> **PROMPT 1**: Duplicate everything in the passage on parliamentary fieldwork from "The original goal" down to "political position making.".
> **PROMPT 2**: In two sentences, summarize the passage on parliamentary fieldwork.
> **PROMPT 3**: Resume the passage on parliamentary fieldwork, picking up after its last sentence.

> **QUOTED PASSAGE**:
——————

Our collaborations enabled insights not just into the practicalities of political discourse work, but also into its materializations and (interim) results. In this fundamental sense, our fieldwork is intimately linked to the subject matter of this article: the invisibilization of position-making. By allowing a fieldworker to shadow one’s everyday practices, the staff risks laying open what should remain shielded or protected. The fieldworkers had to make sure that the accessed data would not compromise the staff in any sense, that they would not use the insights in, for example, journalistic writing. Restricting the choice of offices to opposition factions belonging to the same party facilitated building up trust between fieldworkers and participants. Only this trust allowed us to closely follow the mundane work processes of making positions from the practical perspective of the staff, the MPs, and the factional boards.
Scheffer did fieldwork in four MPs’ offices in the German Bundestag (BT), spending a month in each office. In terms of position-making, he focuses – for this paper – on an internal position paper written collaboratively by several staff advisers from different MPs’ offices and coordinated by one office, led by the fieldworker’s main informant. He obtained all interim versions of the paper including the suggestions and amendments that went into them. The entire text corpus together with the participant observation provides the basis for the case study.
Schank spent a total of two months in several offices of staff advisers and MPs in a German State (Land) legislature (DL). His field notes are on several episodes of textual work in the office and on internal committee meetings of the faction. They portray several projects of position-making inside the faction. The field notes are combined with publicized text versions and performances of the positions. Invisibility appeared through the observation of interactions between staff advisers and MPs, alerting the fieldworker to the differential distribution of credit and authorship within the faction and in the public sphere.
Laube shadowed a faction working group in the Austrian national parliament (AT) over a period of nine months. The group developed a position paper and was led by two representatives and assisted by several internal advisers and an external expert adviser. The final version of the position paper was presented to the public and media journalists as a ‘motion’ at the annual party congress. Here, invisibility became significant due to the representative’s ways of framing the advisers’ contributions. Internal advisers were made visible in internal meetings only when causing trouble, while the external adviser, who obtained and edited all interim versions of the paper, was labeled as a ‘companion’.
The original goal of our research was to study political discourse work. This initial motive developed into a focus on what we call ‘career paths of positions-in-the-making’ (see Laube, 2020; Laube et al., 2017; Scheffer, 2015a). Due to the choice of offices, we came to study how oppositional factions belonging to the same party make positions. Although these factions were concerned with different policy fields and with different tasks of position-work (from preparing an election campaign to a large programmatic position paper), our selection of offices allows for first insights into patterns of managing in/visibility in position-making. Since the parliaments vary in size of office staff and other organizational characteristics, our collection of offices gives insights into the basic role of in/visibility of political position making.

——————

> **DATASET ROWS**:
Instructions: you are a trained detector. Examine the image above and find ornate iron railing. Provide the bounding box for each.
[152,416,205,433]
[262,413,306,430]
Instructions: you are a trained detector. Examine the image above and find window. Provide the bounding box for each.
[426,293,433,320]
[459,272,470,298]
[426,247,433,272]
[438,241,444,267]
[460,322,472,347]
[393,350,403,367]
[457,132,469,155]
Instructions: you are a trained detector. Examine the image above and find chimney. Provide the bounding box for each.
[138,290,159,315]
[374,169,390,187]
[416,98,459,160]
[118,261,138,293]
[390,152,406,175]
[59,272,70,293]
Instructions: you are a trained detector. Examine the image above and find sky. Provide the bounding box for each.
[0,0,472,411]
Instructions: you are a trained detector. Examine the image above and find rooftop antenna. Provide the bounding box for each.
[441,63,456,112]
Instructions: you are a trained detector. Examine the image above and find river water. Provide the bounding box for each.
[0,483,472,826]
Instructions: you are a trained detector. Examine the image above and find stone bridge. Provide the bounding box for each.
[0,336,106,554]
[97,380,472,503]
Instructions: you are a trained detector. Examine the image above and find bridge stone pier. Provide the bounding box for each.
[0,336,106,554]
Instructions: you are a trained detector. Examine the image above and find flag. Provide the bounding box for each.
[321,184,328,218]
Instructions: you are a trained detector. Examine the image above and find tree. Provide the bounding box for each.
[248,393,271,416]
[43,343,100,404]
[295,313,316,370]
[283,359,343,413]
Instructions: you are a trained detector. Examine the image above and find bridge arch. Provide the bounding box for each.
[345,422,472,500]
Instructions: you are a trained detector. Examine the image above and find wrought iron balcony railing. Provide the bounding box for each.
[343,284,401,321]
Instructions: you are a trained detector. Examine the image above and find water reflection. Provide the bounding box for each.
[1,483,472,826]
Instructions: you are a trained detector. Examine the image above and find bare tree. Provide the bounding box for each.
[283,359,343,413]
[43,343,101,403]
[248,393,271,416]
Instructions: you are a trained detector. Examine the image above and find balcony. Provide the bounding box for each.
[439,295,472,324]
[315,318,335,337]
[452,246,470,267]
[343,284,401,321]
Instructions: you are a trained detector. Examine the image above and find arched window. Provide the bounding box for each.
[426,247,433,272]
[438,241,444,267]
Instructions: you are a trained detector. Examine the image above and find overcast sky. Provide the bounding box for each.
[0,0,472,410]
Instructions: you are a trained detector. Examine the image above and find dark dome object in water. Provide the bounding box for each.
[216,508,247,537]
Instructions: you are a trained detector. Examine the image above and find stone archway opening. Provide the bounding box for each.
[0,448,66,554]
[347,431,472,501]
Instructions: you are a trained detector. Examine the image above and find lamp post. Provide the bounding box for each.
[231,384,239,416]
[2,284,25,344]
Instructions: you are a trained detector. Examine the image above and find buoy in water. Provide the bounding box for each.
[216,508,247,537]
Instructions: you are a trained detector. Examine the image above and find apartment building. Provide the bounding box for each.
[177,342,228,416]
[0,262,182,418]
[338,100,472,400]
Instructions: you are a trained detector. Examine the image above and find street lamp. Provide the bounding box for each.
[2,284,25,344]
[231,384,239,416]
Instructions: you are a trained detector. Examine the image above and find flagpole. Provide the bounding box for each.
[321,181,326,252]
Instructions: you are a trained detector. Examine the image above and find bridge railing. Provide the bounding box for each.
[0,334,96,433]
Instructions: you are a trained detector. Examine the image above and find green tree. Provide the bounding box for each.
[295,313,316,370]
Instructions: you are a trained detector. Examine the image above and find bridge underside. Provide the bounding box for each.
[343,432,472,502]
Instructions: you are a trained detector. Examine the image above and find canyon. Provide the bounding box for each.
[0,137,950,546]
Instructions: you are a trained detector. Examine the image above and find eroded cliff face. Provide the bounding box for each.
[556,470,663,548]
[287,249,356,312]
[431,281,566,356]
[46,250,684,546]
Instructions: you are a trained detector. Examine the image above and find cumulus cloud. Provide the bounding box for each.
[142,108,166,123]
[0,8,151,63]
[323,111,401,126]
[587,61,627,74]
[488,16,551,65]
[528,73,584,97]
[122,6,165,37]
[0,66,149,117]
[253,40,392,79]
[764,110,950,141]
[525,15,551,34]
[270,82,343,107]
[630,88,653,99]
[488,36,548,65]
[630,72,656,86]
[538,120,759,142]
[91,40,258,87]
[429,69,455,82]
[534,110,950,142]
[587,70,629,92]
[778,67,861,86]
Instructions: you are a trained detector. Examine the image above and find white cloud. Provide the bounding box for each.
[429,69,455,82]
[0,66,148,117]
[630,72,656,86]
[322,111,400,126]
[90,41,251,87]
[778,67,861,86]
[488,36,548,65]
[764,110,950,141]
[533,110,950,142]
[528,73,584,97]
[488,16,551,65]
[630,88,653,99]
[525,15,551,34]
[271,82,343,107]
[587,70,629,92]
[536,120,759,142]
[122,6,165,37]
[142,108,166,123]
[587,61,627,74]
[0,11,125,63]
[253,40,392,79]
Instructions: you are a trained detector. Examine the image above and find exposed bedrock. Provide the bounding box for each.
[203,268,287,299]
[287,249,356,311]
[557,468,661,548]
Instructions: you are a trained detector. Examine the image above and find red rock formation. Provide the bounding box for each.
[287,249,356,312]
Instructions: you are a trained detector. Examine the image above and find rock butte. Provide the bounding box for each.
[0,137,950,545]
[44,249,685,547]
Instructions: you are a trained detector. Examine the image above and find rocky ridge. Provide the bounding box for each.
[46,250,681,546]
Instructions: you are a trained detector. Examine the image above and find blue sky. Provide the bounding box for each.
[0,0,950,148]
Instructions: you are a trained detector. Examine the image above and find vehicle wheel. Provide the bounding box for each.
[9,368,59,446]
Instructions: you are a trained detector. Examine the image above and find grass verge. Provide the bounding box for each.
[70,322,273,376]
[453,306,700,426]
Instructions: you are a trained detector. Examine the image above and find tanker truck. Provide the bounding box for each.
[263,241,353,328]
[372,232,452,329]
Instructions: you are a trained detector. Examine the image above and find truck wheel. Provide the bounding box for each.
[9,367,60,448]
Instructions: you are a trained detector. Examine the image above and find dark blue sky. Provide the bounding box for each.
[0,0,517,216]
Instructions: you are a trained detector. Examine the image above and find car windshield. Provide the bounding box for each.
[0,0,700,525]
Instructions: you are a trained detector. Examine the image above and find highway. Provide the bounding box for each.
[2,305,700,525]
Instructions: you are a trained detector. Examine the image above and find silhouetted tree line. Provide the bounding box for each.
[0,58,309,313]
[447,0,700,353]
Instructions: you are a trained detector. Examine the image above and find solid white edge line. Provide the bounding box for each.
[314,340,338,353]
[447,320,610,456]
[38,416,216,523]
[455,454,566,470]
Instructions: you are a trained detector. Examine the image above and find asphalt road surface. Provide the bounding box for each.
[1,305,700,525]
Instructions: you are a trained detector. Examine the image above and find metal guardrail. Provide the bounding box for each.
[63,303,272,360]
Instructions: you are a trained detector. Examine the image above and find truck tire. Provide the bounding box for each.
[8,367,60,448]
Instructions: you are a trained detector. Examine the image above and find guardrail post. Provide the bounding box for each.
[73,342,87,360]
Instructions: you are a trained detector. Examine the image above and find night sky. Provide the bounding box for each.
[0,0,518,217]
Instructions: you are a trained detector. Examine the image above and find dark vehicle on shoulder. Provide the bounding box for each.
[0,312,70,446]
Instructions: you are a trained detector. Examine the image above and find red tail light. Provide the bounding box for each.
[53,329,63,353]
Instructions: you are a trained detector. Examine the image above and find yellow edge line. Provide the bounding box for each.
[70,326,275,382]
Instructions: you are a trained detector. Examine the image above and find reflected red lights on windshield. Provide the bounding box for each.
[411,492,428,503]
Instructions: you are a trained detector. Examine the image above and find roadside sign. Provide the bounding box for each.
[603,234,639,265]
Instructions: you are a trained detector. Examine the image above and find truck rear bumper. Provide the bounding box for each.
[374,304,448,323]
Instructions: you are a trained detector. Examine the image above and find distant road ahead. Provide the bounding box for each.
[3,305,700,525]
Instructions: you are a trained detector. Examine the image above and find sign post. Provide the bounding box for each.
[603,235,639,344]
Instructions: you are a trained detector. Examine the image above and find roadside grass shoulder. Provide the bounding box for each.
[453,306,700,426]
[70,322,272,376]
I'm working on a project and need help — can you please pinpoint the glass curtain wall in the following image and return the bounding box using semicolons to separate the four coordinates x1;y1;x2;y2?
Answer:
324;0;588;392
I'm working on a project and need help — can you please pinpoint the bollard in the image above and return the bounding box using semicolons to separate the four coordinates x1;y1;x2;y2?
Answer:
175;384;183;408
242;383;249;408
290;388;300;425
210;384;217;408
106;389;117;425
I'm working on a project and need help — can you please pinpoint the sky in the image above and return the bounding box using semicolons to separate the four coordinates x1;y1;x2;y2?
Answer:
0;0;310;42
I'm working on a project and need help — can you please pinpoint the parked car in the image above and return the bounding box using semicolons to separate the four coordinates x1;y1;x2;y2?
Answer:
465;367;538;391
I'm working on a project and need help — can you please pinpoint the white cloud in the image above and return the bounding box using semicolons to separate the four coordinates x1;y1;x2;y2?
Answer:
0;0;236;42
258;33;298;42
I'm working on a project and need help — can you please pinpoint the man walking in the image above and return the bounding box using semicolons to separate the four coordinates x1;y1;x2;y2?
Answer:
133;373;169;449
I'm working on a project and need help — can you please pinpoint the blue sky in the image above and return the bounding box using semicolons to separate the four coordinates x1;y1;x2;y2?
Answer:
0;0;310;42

——————

> **RESPONSE 1**:
The original goal of our research was to study political discourse work. This initial motive developed into a focus on what we call ‘career paths of positions-in-the-making’ (see Laube, 2020; Laube et al., 2017; Scheffer, 2015a). Due to the choice of offices, we came to study how oppositional factions belonging to the same party make positions. Although these factions were concerned with different policy fields and with different tasks of position-work (from preparing an election campaign to a large programmatic position paper), our selection of offices allows for first insights into patterns of managing in/visibility in position-making. Since the parliaments vary in size of office staff and other organizational characteristics, our collection of offices gives insights into the basic role of in/visibility of political position making.

> **RESPONSE 2**: Three fieldworkers shadowed staff and representatives in opposition factions of the same party in the German Bundestag, a German state legislature, and the Austrian national parliament, following how positions were made and how in/visibility was managed along the way. Limiting the study to these offices built the trust needed to observe this work closely, and the research shifted from political discourse work in general toward the "career paths of positions-in-the-making."

> **RESPONSE 3**:
All three fieldworkers observed the ongoing political work in its everyday settings, including its broader contexts, such as meetings, work sessions, working groups, party congresses and related stages of position formation. To study the career paths of positions-in-the-making, the empirical data was initially coded by focusing on members connecting the fragmented episodes of work to an object-centred process of position-making. However, for the trans-sequential scope (Scheffer, 2007) of this article, we recoded our empirical material (Emerson et al., 1995: 150–160). When reviewing our data, we selected instances and aspects of in/visibility of position making, including occasions when the staff members reflect upon in/visibility themselves. Hence, the ecology of in/visible work representing the ‘domain’ (Spradley, 2016: 85–90) analysed in this paper touches upon the entire ethnographic experience ‘carried home’ and ‘materialized’ by the ethnographers as audio recordings, (versions of) documents from the field as well as field notes and early analytical notes. The trans-sequential scope ensures that every work episode observed and noted is placed in the production process, both by the members and by the fieldworker, based on what has been said, done and documented.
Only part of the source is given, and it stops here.